§ QUESTIONS:
**A)** In the passage on carotenoid–cyclodextrin encapsulation, which extract-to-cyclodextrin ratio is most commonly reported as optimal?
**B)** Please write out the passage on carotenoid–cyclodextrin encapsulation from "Recovery rates have" up to and including "8% were reported.".
**C)** Continue the passage on carotenoid–cyclodextrin encapsulation from the point where it stops.

§ TEXT UNDER STUDY:
· · · · · · ·
FT-IR: Fourier transform infrared spectroscopy/ATR: attenuated total reflectance; DSC: differential scanning calorimetry; 1H-NMR: proton nuclear magnetic resonance; DLS: dynamic light scattering; FR-Raman: Raman spectroscopy with Fourier transform; XRD: X-ray diffraction; HPLC: high performance liquid chromatography; LCSM: laser confocal scanning microscopy; * recovery (%) = 100 [powder of the recovered complex (g)/(initial material (extract–β-cyclodextrin)) (g)]; ** inclusion efficiency (%) = 100 (measured extract content/theoretical extract content) usually with UV-Vis spectrophotometry at 451 nm. The mass ratio is indicated as the mass:mass proportion of carotenoid or carotenoid-rich extract to cyclodextrin.

As shown in Table 4, the extract: cyclodextrin ratios vary between 1:2 and 1:10, except for one study [22] that uses excess cyclodextrin to ensure complete encapsulation. The ratio most commonly reported as optimal is 1:4, which offers the highest recoveries (mass of complex recovered/mass of initial material*100) and inclusion efficiencies (measured extract content/theoretical extract content *100, assessed by UV-vis spectrophotometry); likewise, Lobo et al. [2] reported that with lower ratios, it is possible to obtain the same pigmentation power as with higher ratios, suggesting to avoid excesses of cyclodextrin.

Recovery rates have a wide range of variation, from 40.79% ± 2.76% to 96.9%. When the reaction is performed with 2-hydroxypropyl-β-cyclodextrin using the ultrasound-assisted preparation methodology, recoveries from 90.75% ± 1.24 to 93.03% ± 1.99 were obtained. On the other hand, the inclusion efficiency reports have a range of variation between 37% and 81.87% ± 2.44%. [2], a recovery percentage of 40.79% ± 2.76% and 63% ± 4%, respectively, was obtained, and for the inclusion efficiencies of 52.95% ± 9.39% and 73% ± 8% were reported.
· · · · · · ·
§ RECORD SET:
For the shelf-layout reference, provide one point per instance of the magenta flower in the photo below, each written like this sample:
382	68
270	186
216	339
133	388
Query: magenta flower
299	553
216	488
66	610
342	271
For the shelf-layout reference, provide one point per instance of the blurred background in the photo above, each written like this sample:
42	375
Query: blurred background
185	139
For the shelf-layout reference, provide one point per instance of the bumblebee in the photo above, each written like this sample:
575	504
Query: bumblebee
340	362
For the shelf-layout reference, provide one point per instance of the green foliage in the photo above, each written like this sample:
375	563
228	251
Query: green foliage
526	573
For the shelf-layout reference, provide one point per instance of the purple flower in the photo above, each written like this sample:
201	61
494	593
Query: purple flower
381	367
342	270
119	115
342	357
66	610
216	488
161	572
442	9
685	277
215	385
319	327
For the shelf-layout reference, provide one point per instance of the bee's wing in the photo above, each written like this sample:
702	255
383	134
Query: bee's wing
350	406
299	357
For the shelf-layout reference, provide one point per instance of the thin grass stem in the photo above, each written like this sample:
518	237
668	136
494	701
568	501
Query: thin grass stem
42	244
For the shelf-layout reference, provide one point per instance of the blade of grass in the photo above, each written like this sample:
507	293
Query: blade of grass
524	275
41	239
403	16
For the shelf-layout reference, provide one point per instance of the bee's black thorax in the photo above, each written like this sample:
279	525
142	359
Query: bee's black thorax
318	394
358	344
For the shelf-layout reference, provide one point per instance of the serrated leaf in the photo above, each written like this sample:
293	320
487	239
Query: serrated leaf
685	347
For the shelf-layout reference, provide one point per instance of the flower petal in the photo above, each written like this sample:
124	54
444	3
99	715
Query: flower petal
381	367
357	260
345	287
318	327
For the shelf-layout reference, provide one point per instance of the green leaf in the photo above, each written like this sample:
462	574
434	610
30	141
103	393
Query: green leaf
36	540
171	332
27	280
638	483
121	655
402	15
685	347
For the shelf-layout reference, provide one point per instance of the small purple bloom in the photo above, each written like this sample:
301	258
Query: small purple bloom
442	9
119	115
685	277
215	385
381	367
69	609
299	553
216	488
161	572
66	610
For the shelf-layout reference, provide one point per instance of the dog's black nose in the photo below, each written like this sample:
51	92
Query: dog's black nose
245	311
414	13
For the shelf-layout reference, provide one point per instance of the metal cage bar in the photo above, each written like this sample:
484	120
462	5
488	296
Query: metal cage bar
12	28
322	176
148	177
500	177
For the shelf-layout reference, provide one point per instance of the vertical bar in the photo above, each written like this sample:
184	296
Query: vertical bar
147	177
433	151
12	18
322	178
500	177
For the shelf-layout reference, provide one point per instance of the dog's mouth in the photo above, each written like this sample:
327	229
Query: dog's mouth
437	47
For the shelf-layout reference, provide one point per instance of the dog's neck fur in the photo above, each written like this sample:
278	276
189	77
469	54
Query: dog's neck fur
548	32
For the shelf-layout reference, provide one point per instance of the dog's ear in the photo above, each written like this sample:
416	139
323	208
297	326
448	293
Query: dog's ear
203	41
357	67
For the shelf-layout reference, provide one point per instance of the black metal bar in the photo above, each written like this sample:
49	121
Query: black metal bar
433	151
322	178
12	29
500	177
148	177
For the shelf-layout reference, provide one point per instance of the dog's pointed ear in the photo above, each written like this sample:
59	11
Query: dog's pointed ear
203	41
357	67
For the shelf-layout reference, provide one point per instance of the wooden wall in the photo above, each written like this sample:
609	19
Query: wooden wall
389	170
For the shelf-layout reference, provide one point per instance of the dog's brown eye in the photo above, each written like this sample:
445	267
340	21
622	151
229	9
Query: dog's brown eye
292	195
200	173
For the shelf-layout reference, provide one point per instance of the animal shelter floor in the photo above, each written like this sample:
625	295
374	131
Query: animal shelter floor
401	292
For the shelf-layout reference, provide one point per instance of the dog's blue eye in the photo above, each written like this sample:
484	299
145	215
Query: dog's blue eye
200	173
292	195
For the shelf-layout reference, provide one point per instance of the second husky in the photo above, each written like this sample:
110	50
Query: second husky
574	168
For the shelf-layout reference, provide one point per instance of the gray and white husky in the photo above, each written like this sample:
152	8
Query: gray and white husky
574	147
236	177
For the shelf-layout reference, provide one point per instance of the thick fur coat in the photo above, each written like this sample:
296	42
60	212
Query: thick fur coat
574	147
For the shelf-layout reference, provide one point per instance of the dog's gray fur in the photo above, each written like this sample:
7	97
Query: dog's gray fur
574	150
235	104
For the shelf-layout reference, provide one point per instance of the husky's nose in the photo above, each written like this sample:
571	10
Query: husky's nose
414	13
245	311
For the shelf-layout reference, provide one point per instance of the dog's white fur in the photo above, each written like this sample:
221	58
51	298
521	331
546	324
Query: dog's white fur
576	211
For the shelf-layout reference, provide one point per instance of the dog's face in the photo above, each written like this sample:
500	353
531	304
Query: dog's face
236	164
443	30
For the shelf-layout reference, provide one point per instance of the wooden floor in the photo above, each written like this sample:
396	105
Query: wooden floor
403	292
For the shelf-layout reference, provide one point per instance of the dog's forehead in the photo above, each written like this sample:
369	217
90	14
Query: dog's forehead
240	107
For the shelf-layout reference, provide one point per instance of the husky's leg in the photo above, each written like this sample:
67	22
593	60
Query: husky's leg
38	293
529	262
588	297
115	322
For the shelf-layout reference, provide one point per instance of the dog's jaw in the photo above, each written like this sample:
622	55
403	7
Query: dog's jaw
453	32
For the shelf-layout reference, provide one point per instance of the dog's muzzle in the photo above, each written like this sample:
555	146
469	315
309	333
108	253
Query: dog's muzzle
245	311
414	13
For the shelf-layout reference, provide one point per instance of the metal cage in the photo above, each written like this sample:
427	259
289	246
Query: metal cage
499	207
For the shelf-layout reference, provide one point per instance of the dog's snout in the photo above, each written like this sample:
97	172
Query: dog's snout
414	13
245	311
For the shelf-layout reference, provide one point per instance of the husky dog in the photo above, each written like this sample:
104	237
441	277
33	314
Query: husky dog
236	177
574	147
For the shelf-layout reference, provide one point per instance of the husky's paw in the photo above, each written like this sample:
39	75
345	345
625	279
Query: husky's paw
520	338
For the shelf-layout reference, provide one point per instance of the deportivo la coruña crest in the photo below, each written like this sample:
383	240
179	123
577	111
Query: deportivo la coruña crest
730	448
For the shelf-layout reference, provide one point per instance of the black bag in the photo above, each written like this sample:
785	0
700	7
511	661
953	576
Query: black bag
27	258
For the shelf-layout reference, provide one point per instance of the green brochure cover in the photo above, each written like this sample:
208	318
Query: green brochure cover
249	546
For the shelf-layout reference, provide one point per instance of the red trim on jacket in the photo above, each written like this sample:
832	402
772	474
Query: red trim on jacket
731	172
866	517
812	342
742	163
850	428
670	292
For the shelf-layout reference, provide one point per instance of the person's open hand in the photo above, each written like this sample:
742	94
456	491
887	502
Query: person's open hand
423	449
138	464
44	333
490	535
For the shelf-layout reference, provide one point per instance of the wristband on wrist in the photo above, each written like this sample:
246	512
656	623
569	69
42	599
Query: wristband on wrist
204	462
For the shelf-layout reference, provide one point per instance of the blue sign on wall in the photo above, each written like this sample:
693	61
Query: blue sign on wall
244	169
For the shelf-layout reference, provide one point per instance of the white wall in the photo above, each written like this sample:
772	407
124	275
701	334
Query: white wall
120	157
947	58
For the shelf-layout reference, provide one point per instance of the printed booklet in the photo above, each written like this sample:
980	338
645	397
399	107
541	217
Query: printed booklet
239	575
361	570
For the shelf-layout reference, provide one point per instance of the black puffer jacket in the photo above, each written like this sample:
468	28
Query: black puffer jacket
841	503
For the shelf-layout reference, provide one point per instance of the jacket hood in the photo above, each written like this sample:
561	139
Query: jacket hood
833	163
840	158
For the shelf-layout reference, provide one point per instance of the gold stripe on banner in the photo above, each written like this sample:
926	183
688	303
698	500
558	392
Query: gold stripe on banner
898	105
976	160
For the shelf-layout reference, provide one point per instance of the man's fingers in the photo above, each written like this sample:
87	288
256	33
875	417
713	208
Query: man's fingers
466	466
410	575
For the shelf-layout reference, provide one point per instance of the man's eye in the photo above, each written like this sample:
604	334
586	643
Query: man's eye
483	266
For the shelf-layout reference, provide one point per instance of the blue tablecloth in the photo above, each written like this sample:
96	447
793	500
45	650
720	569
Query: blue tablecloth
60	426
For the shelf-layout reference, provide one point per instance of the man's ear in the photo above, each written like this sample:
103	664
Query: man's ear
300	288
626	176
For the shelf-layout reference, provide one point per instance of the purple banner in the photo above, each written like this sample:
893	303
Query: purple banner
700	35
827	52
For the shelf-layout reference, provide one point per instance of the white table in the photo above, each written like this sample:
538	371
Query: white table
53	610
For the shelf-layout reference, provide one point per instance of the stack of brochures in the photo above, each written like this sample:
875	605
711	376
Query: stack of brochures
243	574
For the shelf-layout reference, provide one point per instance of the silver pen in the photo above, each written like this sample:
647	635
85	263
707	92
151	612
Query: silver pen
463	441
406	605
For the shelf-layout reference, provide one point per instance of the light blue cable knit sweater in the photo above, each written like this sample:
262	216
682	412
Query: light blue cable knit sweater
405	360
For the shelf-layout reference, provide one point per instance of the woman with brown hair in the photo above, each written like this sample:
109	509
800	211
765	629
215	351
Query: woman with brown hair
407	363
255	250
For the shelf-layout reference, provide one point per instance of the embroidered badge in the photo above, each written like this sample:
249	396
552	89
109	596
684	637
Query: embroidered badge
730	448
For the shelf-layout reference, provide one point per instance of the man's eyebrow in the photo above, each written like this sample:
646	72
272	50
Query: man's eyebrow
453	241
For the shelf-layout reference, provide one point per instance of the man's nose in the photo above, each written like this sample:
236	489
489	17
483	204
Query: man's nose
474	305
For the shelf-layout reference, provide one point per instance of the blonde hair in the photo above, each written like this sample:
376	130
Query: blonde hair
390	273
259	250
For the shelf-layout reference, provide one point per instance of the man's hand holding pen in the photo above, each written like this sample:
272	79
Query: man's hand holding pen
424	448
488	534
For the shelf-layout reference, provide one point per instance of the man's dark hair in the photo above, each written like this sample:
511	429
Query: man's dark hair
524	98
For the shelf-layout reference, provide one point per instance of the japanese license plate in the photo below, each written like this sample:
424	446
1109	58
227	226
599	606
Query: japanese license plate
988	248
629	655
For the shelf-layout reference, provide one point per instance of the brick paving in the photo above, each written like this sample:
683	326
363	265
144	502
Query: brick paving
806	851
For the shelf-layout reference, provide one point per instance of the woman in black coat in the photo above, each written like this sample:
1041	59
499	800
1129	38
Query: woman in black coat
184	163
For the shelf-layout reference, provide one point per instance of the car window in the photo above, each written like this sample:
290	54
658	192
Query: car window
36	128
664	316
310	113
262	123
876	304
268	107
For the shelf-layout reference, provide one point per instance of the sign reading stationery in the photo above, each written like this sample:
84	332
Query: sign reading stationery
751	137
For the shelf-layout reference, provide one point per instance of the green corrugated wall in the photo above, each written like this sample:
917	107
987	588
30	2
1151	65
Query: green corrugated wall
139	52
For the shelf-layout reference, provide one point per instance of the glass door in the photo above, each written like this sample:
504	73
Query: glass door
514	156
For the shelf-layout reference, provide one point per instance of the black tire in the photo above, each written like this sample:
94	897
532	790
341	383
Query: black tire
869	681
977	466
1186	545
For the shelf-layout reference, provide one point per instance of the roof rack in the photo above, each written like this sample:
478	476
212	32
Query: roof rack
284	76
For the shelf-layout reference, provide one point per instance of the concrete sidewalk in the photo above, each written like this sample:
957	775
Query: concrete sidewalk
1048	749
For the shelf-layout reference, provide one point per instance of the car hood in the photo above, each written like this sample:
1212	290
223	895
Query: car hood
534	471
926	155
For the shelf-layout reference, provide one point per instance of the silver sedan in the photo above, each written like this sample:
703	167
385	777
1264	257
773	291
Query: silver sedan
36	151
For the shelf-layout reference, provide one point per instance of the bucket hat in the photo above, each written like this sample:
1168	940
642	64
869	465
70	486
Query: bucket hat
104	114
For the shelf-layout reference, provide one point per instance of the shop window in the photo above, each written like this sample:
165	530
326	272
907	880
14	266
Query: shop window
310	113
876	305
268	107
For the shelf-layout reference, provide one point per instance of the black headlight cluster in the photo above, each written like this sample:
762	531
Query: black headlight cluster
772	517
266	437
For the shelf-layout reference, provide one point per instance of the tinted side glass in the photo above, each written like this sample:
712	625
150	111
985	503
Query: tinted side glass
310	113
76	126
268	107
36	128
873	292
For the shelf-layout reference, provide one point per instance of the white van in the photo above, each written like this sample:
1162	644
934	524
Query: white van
· · · · · · ·
§ SOLVED TASKS:
**A)** 1:4

**B)**
Recovery rates have a wide range of variation, from 40.79% ± 2.76% to 96.9%. When the reaction is performed with 2-hydroxypropyl-β-cyclodextrin using the ultrasound-assisted preparation methodology, recoveries from 90.75% ± 1.24 to 93.03% ± 1.99 were obtained. On the other hand, the inclusion efficiency reports have a range of variation between 37% and 81.87% ± 2.44%. [2], a recovery percentage of 40.79% ± 2.76% and 63% ± 4%, respectively, was obtained, and for the inclusion efficiencies of 52.95% ± 9.39% and 73% ± 8% were reported.

**C)**
In addition to the characterization techniques previously described [2][4], the stability of the complexes has been evaluated by tristimulus colorimetry, using CIELAB space (L*, a* and b* coordinates), through the observation of the loss of color over time of the synthesized complexes: in the cases in which carotenoids were used, the authors reported an improvement in color stability over time. In addition, Lobo et al. [2], and De Oliveira et al. [22], confirmed an improvement in the solubility of the carotenoids used through the formation of inclusion complexes.

4. Conclusions

The encapsulation of carotenoids using cyclodextrin offer positive and promising results that are potentially applicable for obtaining novel coloring additives. Further research focused on the insights of the molecular and physicochemical characteristics of the complexes carotenoid, as well as on the efficiency, recovery, and mechanisms of losses during their formation, are of great scientific interest for their application in the industry of natural food additives, and functional ingredients.